## SHORT PROBLEM A
Copy the part of the school profile below starting at "T. F. Riggs High School, also" and ending at "in South Dakota.", word for word.

## SELECTED EXTRACT
-- BEGIN --
Location
- 1010 East Broadway Ave Pierre, South Dakota 57501 USA

Information
- Type: Public
- Motto: "To Cooperatively Inspire All Students to Achieve Their Potential"
- School district: Pierre School District
- Principal: Kelly Hansen
- Teaching staff: 48.15 (FTE)
- Grades: 9–12
- Enrollment: 855 (2024-2025)
- Student to teacher ratio: 17.76
- Colors: Kelly green and white
- Athletics conference: SDHSAA – ESDC
- Team name: Governors
- Accreditation: NCA
- Newspaper: The Governor
- Yearbook: Gumbo
- Feeder schools: Georgia Morse Middle School
- Website: School website

= T. F. Riggs High School =

T. F. Riggs High School, also known simply as Riggs, is the only high school in Pierre, South Dakota. The school mascot is the Pierre Governors. The school has over 800 students and is one of the biggest in South Dakota.

It was named after South Dakota native Dr. Theodore F. Riggs (1874–1962), a Johns Hopkins graduate and local physician.
-- END --
## RECORDS FOR THE TASK
-- BEGIN --
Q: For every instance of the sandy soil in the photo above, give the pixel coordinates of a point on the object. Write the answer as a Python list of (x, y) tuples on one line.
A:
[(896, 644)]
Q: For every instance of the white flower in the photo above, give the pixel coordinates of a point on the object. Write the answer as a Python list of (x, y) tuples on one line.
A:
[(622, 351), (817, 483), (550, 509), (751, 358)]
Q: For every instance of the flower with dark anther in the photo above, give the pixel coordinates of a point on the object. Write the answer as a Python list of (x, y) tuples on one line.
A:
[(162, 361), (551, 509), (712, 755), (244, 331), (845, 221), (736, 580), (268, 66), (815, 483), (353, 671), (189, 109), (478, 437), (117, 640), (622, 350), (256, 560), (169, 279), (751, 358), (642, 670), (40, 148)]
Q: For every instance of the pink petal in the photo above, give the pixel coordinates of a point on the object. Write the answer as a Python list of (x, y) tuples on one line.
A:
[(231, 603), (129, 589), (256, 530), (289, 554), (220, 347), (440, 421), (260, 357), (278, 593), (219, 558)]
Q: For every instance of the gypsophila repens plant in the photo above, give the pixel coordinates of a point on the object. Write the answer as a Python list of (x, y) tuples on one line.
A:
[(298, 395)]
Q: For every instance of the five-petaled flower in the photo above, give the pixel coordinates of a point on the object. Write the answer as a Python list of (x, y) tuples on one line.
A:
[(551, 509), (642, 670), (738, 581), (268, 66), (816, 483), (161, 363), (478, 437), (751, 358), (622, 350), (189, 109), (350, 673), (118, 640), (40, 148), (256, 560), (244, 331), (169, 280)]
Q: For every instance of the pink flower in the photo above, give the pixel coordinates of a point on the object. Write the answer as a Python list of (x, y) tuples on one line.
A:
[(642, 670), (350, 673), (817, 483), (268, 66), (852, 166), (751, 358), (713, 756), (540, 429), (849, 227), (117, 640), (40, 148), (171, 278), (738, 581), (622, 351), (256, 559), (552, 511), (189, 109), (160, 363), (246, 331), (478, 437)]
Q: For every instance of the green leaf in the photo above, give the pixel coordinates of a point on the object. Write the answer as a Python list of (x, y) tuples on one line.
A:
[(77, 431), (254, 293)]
-- END --
## SHORT PROBLEM B
Repeat the listing that follows the school profile word for word, starting at its first line and ending at the line that contains "670), (40, 148)]", with both of those lines included.

## WORKED ANSWER A
T. F. Riggs High School, also known simply as Riggs, is the only high school in Pierre, South Dakota. The school mascot is the Pierre Governors. The school has over 800 students and is one of the biggest in South Dakota.

## WORKED ANSWER B
Q: For every instance of the sandy soil in the photo above, give the pixel coordinates of a point on the object. Write the answer as a Python list of (x, y) tuples on one line.
A:
[(896, 644)]
Q: For every instance of the white flower in the photo above, give the pixel coordinates of a point on the object. Write the answer as a Python list of (x, y) tuples on one line.
A:
[(622, 351), (817, 483), (550, 509), (751, 358)]
Q: For every instance of the flower with dark anther in the photo above, give the pixel coordinates of a point on the object. Write the answer as a Python list of (x, y) tuples on one line.
A:
[(162, 361), (551, 509), (712, 755), (244, 331), (845, 221), (736, 580), (268, 66), (815, 483), (353, 671), (189, 109), (478, 437), (117, 640), (622, 350), (256, 560), (169, 279), (751, 358), (642, 670), (40, 148)]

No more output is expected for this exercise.